▸ TO DO
Could you retype every one of the rows below word for word, leaving the pictures out?

--- START OF EXERCISE MATERIALS ---

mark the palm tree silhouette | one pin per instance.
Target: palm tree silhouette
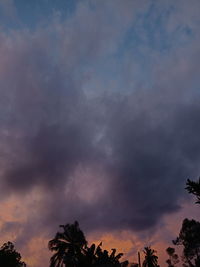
(151, 260)
(67, 246)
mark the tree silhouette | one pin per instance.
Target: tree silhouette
(95, 256)
(9, 257)
(189, 237)
(71, 250)
(194, 188)
(150, 260)
(173, 257)
(67, 246)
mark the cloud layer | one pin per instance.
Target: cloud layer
(100, 115)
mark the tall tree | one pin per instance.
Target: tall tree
(189, 238)
(150, 260)
(9, 257)
(194, 188)
(173, 257)
(71, 250)
(67, 246)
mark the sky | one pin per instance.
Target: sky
(99, 121)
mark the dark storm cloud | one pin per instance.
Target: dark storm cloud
(111, 161)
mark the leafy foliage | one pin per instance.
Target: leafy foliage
(189, 237)
(71, 250)
(9, 257)
(173, 257)
(194, 188)
(151, 260)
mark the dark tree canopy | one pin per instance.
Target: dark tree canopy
(9, 257)
(150, 260)
(194, 188)
(189, 238)
(71, 250)
(173, 257)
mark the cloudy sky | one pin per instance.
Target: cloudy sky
(99, 121)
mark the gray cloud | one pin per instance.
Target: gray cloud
(112, 161)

--- END OF EXERCISE MATERIALS ---

▸ TASK OUTPUT
mark the palm tree silhouette | one pin per instance.
Target: palm tree silhouette
(151, 260)
(67, 246)
mark the tree silhouette | one pin per instance.
Target: tree silhouette
(95, 256)
(9, 257)
(189, 237)
(71, 250)
(194, 188)
(150, 260)
(173, 257)
(67, 246)
mark the cloud layer | one pin per instance.
Target: cloud layer
(100, 115)
mark the tall tree | one pin per instance.
Target: tall tree
(189, 238)
(150, 260)
(9, 257)
(194, 188)
(173, 257)
(71, 250)
(67, 246)
mark the sky | one pin per instance.
Target: sky
(99, 121)
mark the dark storm cloud | one pin per instance.
Target: dark storm cloud
(111, 161)
mark the leafy foliage | one pin per instance.
Target: leafy foliage
(189, 237)
(71, 250)
(9, 257)
(173, 257)
(194, 188)
(151, 260)
mark the dark tree canopy | one pin per instance.
Target: dark tree canopy
(9, 257)
(150, 260)
(194, 188)
(189, 238)
(71, 250)
(173, 257)
mark the cloudy sky | one pin per instance.
Target: cloudy sky
(99, 121)
mark the gray cloud | one pin per instance.
Target: gray cloud
(112, 161)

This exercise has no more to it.